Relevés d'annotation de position
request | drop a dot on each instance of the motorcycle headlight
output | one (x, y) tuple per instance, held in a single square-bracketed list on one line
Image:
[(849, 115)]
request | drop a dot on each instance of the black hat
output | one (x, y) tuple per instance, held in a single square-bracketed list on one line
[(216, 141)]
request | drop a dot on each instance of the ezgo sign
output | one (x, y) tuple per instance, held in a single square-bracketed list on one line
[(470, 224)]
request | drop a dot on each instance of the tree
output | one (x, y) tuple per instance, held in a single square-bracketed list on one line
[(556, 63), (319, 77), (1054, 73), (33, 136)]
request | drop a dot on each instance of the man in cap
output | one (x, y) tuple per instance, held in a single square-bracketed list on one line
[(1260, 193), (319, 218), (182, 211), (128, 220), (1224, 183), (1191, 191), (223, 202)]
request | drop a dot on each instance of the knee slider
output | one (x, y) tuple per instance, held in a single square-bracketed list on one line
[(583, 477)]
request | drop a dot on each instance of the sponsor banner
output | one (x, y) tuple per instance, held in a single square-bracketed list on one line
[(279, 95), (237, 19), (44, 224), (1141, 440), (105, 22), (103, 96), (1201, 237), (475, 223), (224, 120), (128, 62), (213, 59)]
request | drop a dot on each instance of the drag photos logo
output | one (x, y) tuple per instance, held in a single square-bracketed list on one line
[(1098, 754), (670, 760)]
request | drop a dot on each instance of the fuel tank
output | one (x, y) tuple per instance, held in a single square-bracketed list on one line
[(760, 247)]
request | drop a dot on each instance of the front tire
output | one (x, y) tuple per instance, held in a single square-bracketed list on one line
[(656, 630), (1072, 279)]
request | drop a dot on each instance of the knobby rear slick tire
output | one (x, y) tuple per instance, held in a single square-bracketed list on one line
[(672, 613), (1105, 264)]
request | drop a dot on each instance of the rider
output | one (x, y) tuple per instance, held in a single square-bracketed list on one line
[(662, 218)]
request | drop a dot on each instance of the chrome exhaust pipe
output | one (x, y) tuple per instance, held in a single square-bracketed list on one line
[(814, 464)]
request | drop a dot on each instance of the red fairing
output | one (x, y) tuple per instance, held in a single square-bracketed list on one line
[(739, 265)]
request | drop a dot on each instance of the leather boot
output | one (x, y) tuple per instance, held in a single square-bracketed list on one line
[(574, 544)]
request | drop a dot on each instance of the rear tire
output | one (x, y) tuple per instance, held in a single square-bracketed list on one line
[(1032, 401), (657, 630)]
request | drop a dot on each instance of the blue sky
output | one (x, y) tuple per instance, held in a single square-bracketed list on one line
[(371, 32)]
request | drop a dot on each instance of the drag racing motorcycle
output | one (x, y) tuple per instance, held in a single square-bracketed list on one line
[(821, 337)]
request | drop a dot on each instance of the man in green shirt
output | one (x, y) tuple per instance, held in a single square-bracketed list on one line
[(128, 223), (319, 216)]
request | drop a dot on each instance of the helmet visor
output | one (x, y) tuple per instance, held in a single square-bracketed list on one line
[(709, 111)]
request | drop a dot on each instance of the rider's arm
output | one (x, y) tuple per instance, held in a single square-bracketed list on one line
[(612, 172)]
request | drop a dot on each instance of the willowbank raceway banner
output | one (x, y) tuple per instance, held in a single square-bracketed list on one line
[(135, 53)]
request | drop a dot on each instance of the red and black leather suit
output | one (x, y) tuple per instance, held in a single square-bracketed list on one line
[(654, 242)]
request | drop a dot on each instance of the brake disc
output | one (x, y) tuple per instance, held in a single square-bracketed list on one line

#### [Objectif]
Peux-tu renvoyer tel quel, ligne par ligne et sans rien omettre, l'ensemble du matériel ci-dessus ?

#### [Sortie complète]
request | drop a dot on each instance of the motorcycle headlight
output | one (x, y) tuple per instance, held in a single square-bracketed list on one line
Image:
[(849, 115)]
request | drop a dot on each instance of the black hat
output | one (x, y) tuple per instance, held in a single square-bracketed list on one line
[(216, 141)]
request | drop a dot on each instance of the ezgo sign
output | one (x, y) tuple per instance, held in a single square-bracketed list on one line
[(470, 224)]
request | drop a dot on each instance of the tree
output | one (x, y) tuple per instance, held in a single square-bracketed list on one line
[(556, 63), (319, 77), (1054, 73), (33, 136)]
request | drop a dot on each instance of the man in cap
output | one (x, y) tuple per instance, held in a single square-bracketed list on one line
[(1260, 193), (319, 218), (182, 211), (128, 220), (1224, 183), (1191, 191), (223, 202)]
request | drop a dot on each instance of the knee slider
output | one (x, y) tuple per instance, held in a single square-bracketed list on one line
[(583, 477)]
request | drop a dot on each instance of the sponsor banner
output | one (x, y) tuple per instance, held in a single square-bracketed list on one line
[(279, 95), (237, 19), (44, 224), (1141, 440), (105, 22), (103, 96), (1201, 237), (475, 223), (224, 120), (128, 62), (213, 59)]
request | drop a dot on each instance of the drag photos logo
output | one (x, y) tuple per instance, held in a single square-bracketed list on one line
[(1098, 754), (670, 760)]
request | drop a dot on each instance of the fuel tank
output | one (x, y) tuple per instance, held in a single square-bracketed list on one line
[(760, 247)]
request | drop a dot on each instance of the front tire
output | one (x, y) tuple per instance, held in a single square-bracketed list on one line
[(656, 630), (1072, 279)]
request | drop a dot on each instance of the knobby rear slick tire
output | one (x, y) tuple per instance, held in a single square-bracketed list on one line
[(672, 613), (1105, 264)]
request | drop a dot on each instance of the rider
output | one (x, y) tuple per instance, held in a single square-bracketed list on one line
[(662, 218)]
request | drop a dot on each instance of the chrome exhaust pipe
output | one (x, y) tuple per instance, held in a single square-bracketed list on one line
[(814, 464)]
request | drop a dot on each instance of the red fairing
output | one (x, y) tuple per instance, held in a single square-bracketed list on one line
[(739, 265)]
request | drop a dot on each instance of the leather boot
output | one (x, y) tuple per instance, held in a single square-bracketed list on one line
[(574, 544)]
request | drop a dot on each instance of the rear tire
output | one (x, y) tuple per instance, held in a single square-bracketed list on one line
[(1032, 401), (657, 630)]
request | drop a dot on each instance of the blue sky
output | one (x, y) tuple per instance, held in a single square-bracketed list on one line
[(371, 32)]
request | drop a dot on each instance of the drag racing motorcycle
output | one (x, y) tuple per instance, held in a single square-bracketed list on one line
[(821, 337)]
request | drop a dot on each instance of the man in green shirt
output | one (x, y) tuple per instance, held in a single square-bracketed list on one line
[(128, 223), (319, 216)]
request | drop a dot on each instance of the helmet visor
output | one (x, y) tuple per instance, held in a single square-bracketed list on one line
[(709, 111)]
request | drop a dot on each instance of the rider's arm
output | one (x, y) tuple per instance, held in a single square-bracketed list on one line
[(612, 172)]
request | drop a dot on each instance of the willowbank raceway banner
output | one (x, y) tuple per instance, held in a single square-bracketed list on one line
[(135, 53)]
request | drop a dot on each instance of the red and black leather suit
output | one (x, y) tuple per instance, held in a single square-bracketed list on one line
[(654, 242)]
request | drop a dot on each instance of the brake disc
output | one (x, y) tuple per instance, held in a single square-bracketed list on one line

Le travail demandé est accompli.